Задание A
Перепишите без изменений часть отрывка про Ивана Грозного и князя Серебряного: начните со слов "И решился царь" и закончите словами "её почти целиком.".
Задание B
Продолжите отрывок про Ивана Грозного и князя Серебряного, начав сразу после его последнего предложения.

Отрывок
Обращение "Никита-ста!" употреблялось при особом почтении к человеку (старший), в отличие от "Василий-су!", что означает просто "сударь". Боярина Василия царь просто отравил за этой трапезой... Грозному донесли об "обиде", нанесённой Серебряным опричникам,  и князь ожидает скорой расправы - "Уж не ожидает ли и меня такая участь?"
Всё же царь милует Серебряного, пожурив Вяземского за его дела, но потребовав, чтобы Никита целовал крест на том, что выполнит любую волю государя.
Царь в романе хочет «сравнять сильных со слабыми, чтобы не было на Руси одного выше другого, чтобы все были в равенстве, а он бы стоял один надо всеми, аки дуб во чистом поле».
Есть много свидетельств,  что совершив очередные казни, царь всячески замаливал грехи, рядясь со своими подручных в рясы.  Изображается это и в романе - после кошмарного сна с шествием казнённых царь Иван приказывает служить молебен и созывать колокольным звоном ночью опричную свиту. А на другой день всё начинается заново. «Враг имени Христова, — думал он, — упорно перечит мне и помогает моим злодеям. Но не дам ему надо мною тешиться! Не устрашуся его наваждений! Покажу ему, что не по плечу он себе борца нашел!»
И решился царь карать по-прежнему изменников и предавать смерти злодеев своих, хотя были б их тысячи".
И пал гнев царя на сына Ивана, на которого указывает Малюта - народ готов идти под него от проклинаемой опричнины! И тайный приказ: погубить царевича на Поганой-Луже и объявить, что тот погиб на охоте.
Алексей Толстой здесь использует народную песню о спасении былинным боярином Никитой Романовичем царского сына от гнева отца и Малюты, приводя её почти целиком.

Исходные записи
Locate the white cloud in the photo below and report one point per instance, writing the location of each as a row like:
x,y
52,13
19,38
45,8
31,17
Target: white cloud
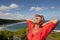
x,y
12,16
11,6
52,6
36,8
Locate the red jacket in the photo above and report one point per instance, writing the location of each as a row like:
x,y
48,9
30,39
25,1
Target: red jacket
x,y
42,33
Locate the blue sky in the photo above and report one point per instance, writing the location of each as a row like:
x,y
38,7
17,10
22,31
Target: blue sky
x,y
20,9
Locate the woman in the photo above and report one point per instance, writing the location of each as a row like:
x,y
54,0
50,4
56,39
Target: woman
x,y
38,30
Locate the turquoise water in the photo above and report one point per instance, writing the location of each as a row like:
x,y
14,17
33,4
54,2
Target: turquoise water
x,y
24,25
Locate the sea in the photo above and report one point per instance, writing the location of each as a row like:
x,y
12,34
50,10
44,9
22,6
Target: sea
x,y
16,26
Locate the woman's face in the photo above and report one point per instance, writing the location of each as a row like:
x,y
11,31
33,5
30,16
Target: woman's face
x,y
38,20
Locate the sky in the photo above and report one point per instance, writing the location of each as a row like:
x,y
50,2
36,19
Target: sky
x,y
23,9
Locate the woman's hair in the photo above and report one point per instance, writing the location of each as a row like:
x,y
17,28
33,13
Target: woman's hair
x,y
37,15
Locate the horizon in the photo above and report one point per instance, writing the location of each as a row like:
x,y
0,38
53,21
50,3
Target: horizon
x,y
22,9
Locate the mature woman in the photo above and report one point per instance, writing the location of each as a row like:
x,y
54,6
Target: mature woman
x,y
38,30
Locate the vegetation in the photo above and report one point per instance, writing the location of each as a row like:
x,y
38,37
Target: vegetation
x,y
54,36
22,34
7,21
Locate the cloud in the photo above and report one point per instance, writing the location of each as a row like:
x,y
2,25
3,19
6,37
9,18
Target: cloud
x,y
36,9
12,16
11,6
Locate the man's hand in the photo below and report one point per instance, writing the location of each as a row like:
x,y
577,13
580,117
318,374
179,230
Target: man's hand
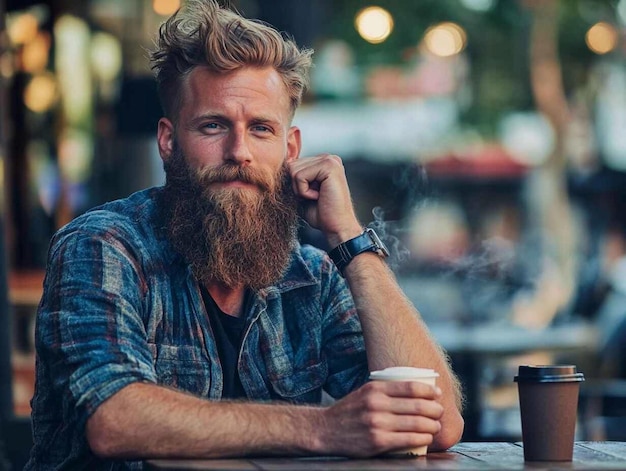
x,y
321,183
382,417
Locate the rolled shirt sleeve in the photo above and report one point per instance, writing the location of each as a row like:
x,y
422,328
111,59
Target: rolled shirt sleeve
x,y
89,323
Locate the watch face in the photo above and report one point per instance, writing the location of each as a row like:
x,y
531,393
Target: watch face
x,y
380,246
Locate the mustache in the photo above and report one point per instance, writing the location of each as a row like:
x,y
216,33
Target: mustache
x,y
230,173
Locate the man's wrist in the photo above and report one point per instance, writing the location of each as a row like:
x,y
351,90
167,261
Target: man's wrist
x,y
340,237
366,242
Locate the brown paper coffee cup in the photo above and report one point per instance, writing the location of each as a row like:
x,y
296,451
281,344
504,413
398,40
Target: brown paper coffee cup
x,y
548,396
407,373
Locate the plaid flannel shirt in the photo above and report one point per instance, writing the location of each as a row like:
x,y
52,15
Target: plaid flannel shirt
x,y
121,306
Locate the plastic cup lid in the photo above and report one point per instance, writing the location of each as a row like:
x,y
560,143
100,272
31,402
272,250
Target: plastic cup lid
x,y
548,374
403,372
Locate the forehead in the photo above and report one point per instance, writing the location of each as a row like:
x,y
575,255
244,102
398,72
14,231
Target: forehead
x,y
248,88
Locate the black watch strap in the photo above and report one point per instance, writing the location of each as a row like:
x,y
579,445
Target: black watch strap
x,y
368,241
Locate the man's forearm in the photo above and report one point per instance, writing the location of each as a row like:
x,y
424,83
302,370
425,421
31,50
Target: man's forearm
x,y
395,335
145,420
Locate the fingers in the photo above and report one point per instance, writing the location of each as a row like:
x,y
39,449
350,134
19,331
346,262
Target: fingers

Результат A
И решился царь карать по-прежнему изменников и предавать смерти злодеев своих, хотя были б их тысячи".
И пал гнев царя на сына Ивана, на которого указывает Малюта - народ готов идти под него от проклинаемой опричнины! И тайный приказ: погубить царевича на Поганой-Луже и объявить, что тот погиб на охоте.
Алексей Толстой здесь использует народную песню о спасении былинным боярином Никитой Романовичем царского сына от гнева отца и Малюты, приводя её почти целиком.

Результат B
И тут появляется ещё одна группа персонажей романа - отряд беглых "лихих людей" под водительством Ванюхи Перстня. До сих пор Александровский район сохранил "Берендеево царство" - лесные чащобы с болотцами. В этой глуши и действуют молодцы Перстня. Услышав от вестового, что близко едут разодетые опричники, они нападают на Малюту и его подручных, придя на помощь Серебряному. Царевич спасён,  Малюта бежал, Перстень становится теперь другом Никиты Романовича, а вот царевичу говорит в лицо, что разбойный промысел не оставит.
"На широкой поляне, окруженной древними дубами и непроходимым ломом, стояло несколько земляных куреней; а между ними на опрокинутых пнях, на вывороченных корнях, на кучах сена и сухих листьев лежало и сидело множество людей разных возрастов, в разных одеждах. Вооруженные молодцы беспрестанно выходили из глубины леса и присоединялись к товарищам. Много было между ними разнообразия. Сермяги, ферязи и зипуны, иные в лохмотьях, другие блестящие золотом, виднелись сквозь ветви дерев. У иных молодцов были привешены к бедрам сабли, другие мотали в руках кистени или опирались на широкие бердыши. Немало было тут рубцов, морщин, всклокоченных голов и бород нечесаных".
  Перстень рассказывает сотоварищам про своего сподвижника.
— Воля твоя, атаман, ты про него говоришь, как про чудо какое, а нам что-то не верится. Уж молодцеватее тебя мы не видывали!
— Не видывали лучше меня! Да что вы, дураки, видели! Да знаете ли, — продолжал Перстень с жаром, — знаете ли, что я перед ним — ничего! Дрянь, просто дрянь, да и только!
— Да как же зовут твоего богатыря?
— Зовут его, братцы, Ермаком Тимофеичем!
— Вишь какое имя! Что ж он один, что ли, без шайки промышляет?
— Нет, не один. Есть у него шайка добрая, есть и верные есаулики. Только разгневался на них царь православный. Послал на Волгу дружину свою разбить их, голубчиков, а одному есаулику, Ивану Кольцу, головушку велел отсечь да к Москве привезти.
— Что ж, поймали его?
— Поймали было царские люди Кольцо, только проскользнуло оно у них промеж пальцев, да и покатилось по белу свету. Где оно теперь, сердечное, бог весть, только, я чаю, скоро опять на Волгу перекатится! Кто раз побывал на Волге, тому не ужиться на другой сторонушке!
  Так в романе появляется Ермак. Это, пожалуй, самая загадочная из знаменитых личностей того времени. Какого бы происхождения он ни был, историки признают фактом предводительство на Волге дружиной казаков.
  Вновь Перстень приходит на помощь Серебряному,  когда тот оказывается брошенным в темницу при защите Дружины Морозова от налета князя Вяземского с опричниками. Цель Вяземского - похищение боярыни Елены Дмитриевны... Заодно он сжигает хоромы, творя насилие, мстя за опричников в Медведевке.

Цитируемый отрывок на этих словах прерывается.